▶ **EXERCISE 1**:
Name every ship that the post on the transport Emma mentions by name.
▶ **EXERCISE 2**:
Write the next part of the post on the transport Emma, following on from its final line.

▶ **DOCUMENT SECTION**:
○ ○ ○

Emma appears to have been quite genuine. On page 393 of C. Northcote Parkinson's "War In the Eastern Seas", in the discussion of the Mauritius campaign is the statement that Commodore Rowley, the historical figure whose place Jack Aubrey takes in the POB novel, "was chased off by the Venus and the Manche and returned to St. Paul's, quickly sending off the transport Emma to cruise off Rodriguez and warn all friendly shipping of what the position was." David Lyon's "The Sailing Navy List: All the Ships of the Royal Navy - Built, Purchased and Captured - 1688-1860" under the heading of "Hired Ships" lists the Emma as from 1809-1811 being an "Armed ship", although there is a note that the name is from unofficial sources, a common note among these hired ships.
Bruce Trinque
41°37'53"N 72°22'51"W
I forgot to say that Stephen's peripatetic hatful of mushrooms has an offstage history very like the stolen tarts in _Alice_.
And I wonder if Jack Aubrey having a name so similar to "Jane Austen" is just coincidence.
-Jerry, wondering when this sort of speculation crosses the line to "crackpot"

○ ○ ○

▶ **EXCERPTED RECORDS**:
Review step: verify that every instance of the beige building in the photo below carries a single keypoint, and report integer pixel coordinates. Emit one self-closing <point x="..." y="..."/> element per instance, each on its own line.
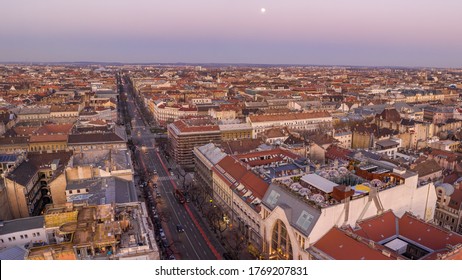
<point x="184" y="135"/>
<point x="235" y="131"/>
<point x="29" y="184"/>
<point x="310" y="121"/>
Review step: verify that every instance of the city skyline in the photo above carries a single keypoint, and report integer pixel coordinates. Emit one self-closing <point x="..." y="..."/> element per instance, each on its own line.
<point x="356" y="33"/>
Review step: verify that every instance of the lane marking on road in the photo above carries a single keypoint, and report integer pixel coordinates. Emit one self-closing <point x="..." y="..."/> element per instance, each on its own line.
<point x="193" y="218"/>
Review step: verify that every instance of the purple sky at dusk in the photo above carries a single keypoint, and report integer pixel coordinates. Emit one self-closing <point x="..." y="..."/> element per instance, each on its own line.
<point x="339" y="32"/>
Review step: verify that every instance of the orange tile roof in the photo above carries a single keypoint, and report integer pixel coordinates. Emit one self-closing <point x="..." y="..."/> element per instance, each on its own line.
<point x="182" y="126"/>
<point x="379" y="227"/>
<point x="55" y="128"/>
<point x="48" y="138"/>
<point x="429" y="235"/>
<point x="340" y="246"/>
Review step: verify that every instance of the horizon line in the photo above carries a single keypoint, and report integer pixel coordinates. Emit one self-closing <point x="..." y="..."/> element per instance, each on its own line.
<point x="115" y="63"/>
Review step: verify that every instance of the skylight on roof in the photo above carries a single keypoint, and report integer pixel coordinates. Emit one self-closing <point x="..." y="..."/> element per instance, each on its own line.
<point x="305" y="220"/>
<point x="273" y="198"/>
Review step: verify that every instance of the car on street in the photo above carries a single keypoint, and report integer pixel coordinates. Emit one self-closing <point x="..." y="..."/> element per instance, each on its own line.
<point x="162" y="234"/>
<point x="179" y="228"/>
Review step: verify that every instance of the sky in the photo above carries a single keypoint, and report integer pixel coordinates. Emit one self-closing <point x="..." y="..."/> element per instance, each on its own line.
<point x="409" y="33"/>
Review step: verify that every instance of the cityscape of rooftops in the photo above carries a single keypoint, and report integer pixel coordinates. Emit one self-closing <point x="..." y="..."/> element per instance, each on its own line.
<point x="230" y="130"/>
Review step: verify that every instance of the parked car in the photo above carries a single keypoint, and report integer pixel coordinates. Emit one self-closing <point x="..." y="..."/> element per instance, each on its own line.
<point x="179" y="228"/>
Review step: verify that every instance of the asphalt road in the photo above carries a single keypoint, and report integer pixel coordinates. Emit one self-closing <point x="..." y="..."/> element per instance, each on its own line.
<point x="196" y="242"/>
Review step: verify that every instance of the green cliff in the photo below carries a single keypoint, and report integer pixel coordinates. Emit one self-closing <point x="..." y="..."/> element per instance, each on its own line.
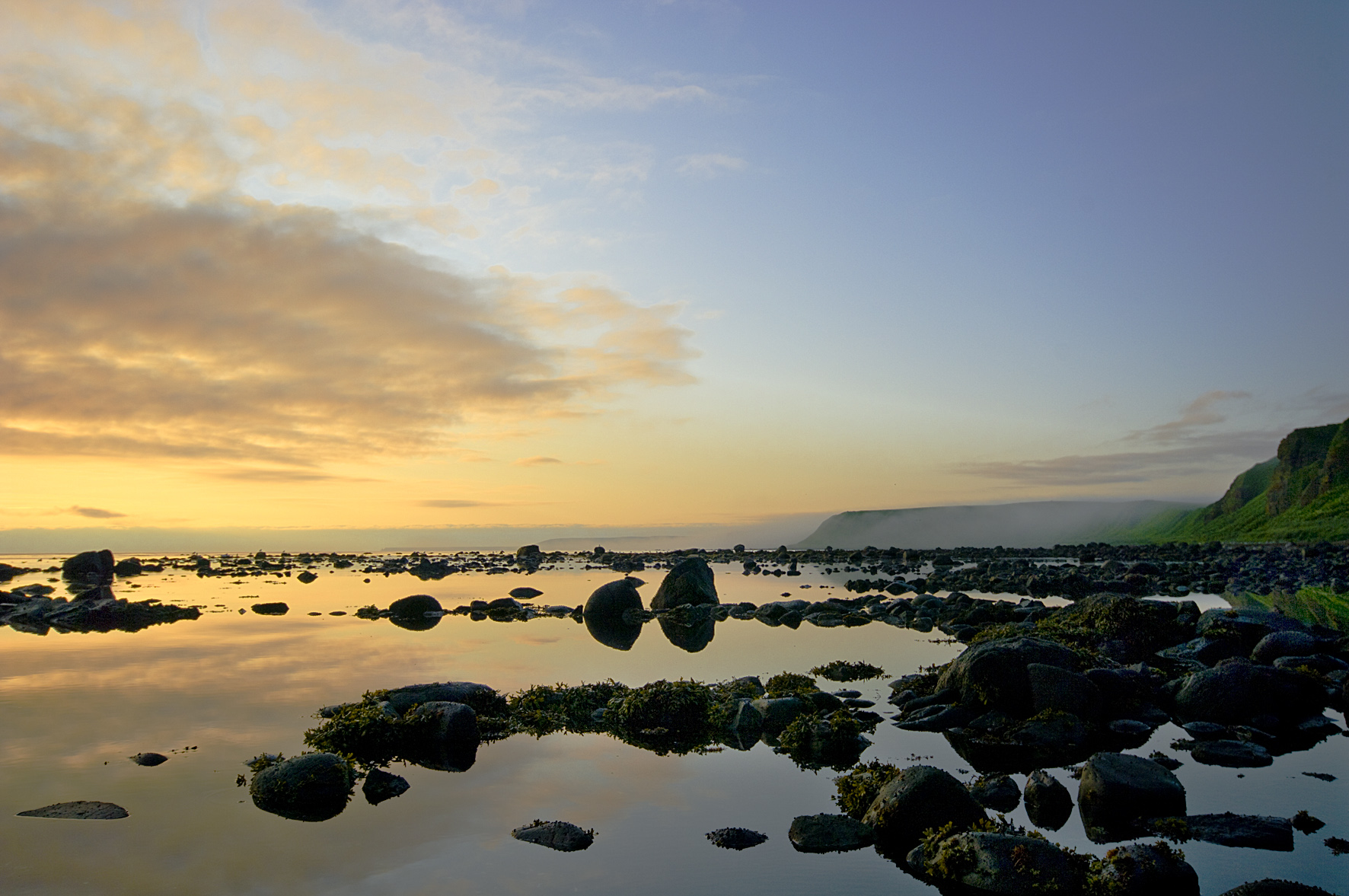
<point x="1300" y="496"/>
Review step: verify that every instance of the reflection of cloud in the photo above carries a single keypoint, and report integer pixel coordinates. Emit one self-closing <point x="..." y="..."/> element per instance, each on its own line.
<point x="148" y="307"/>
<point x="709" y="165"/>
<point x="97" y="513"/>
<point x="536" y="462"/>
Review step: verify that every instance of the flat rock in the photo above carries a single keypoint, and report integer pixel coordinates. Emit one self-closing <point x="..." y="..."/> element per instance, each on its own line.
<point x="1255" y="831"/>
<point x="82" y="810"/>
<point x="562" y="836"/>
<point x="735" y="838"/>
<point x="828" y="834"/>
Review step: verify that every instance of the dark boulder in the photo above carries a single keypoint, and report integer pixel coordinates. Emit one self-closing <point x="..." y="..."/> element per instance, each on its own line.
<point x="305" y="789"/>
<point x="828" y="834"/>
<point x="690" y="581"/>
<point x="1118" y="791"/>
<point x="1047" y="803"/>
<point x="919" y="798"/>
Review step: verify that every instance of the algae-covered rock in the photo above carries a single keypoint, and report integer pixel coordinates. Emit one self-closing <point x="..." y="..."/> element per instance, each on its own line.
<point x="307" y="789"/>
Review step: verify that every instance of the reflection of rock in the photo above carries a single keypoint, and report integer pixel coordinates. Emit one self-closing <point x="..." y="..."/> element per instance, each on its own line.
<point x="688" y="637"/>
<point x="562" y="836"/>
<point x="688" y="582"/>
<point x="828" y="834"/>
<point x="381" y="786"/>
<point x="80" y="810"/>
<point x="1118" y="789"/>
<point x="603" y="614"/>
<point x="307" y="789"/>
<point x="410" y="613"/>
<point x="1047" y="803"/>
<point x="449" y="744"/>
<point x="919" y="798"/>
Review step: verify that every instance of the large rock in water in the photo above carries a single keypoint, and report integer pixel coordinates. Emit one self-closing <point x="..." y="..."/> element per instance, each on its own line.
<point x="993" y="674"/>
<point x="919" y="798"/>
<point x="989" y="863"/>
<point x="91" y="566"/>
<point x="603" y="614"/>
<point x="1236" y="691"/>
<point x="690" y="581"/>
<point x="1118" y="789"/>
<point x="307" y="789"/>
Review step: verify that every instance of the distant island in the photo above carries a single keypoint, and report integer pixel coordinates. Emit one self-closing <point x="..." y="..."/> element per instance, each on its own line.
<point x="1302" y="494"/>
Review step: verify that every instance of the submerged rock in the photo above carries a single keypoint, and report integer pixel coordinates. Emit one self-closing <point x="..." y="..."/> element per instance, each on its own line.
<point x="307" y="789"/>
<point x="80" y="810"/>
<point x="828" y="834"/>
<point x="562" y="836"/>
<point x="735" y="838"/>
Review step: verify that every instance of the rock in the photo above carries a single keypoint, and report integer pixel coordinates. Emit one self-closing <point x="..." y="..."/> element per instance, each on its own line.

○ ○ ○

▶ **EXERCISE OUTPUT 1**:
Emma, Venus, Manche

▶ **EXERCISE OUTPUT 2**:
Jerry Shurman
wondering when this sort of speculation crosses
the line to
"crackpot"
It crosses the line when I disagree with it : }
It hasn't crossed the line.
=====
I'm on digest now and not reading through them closely, so apologies if
this duplicates what someone else has already noticed.
The _Alice_ references die down after Chapter 1 of TMC, but there's one
notable exception. Around page 194 in my edition, during a storm, Stephen
falls down several ladders and into a supply of treacle, echoing Alice's
entry into Wonderland and the Dormouse's story about the three sisters who
lived at the bottom of a treacle well. The three sisters drew all sorts of
things that begin with "M," such as much of a muchness, a phrase that
O'Brian uses in TMC.
But most tellingly, soon after Stephen's misadventure with the treacle he
confers with his assistent, one Mr. Carol. How delightful to find the
Rev. Dodgson himself making a cameo in the canon!
-Jerry
Hello can anyone throw any light on this passage?--page 67 in my version of .Mauritius Command. to do with crossing the equator
.for when they reduced sail to let Neptune come aboard, accompanied by an outrageously lewd Amphritrite and Badger-Bag, he(Jack) found no less than 123 souls who had been made free of the equator by being lathered with rancid grease(tar etc -i understand)-------and shaved with a piece of barrel-hoop before being ducked.?
Alec O F
A long time tradition of initiating those who had not crossed the line. It still
goes on.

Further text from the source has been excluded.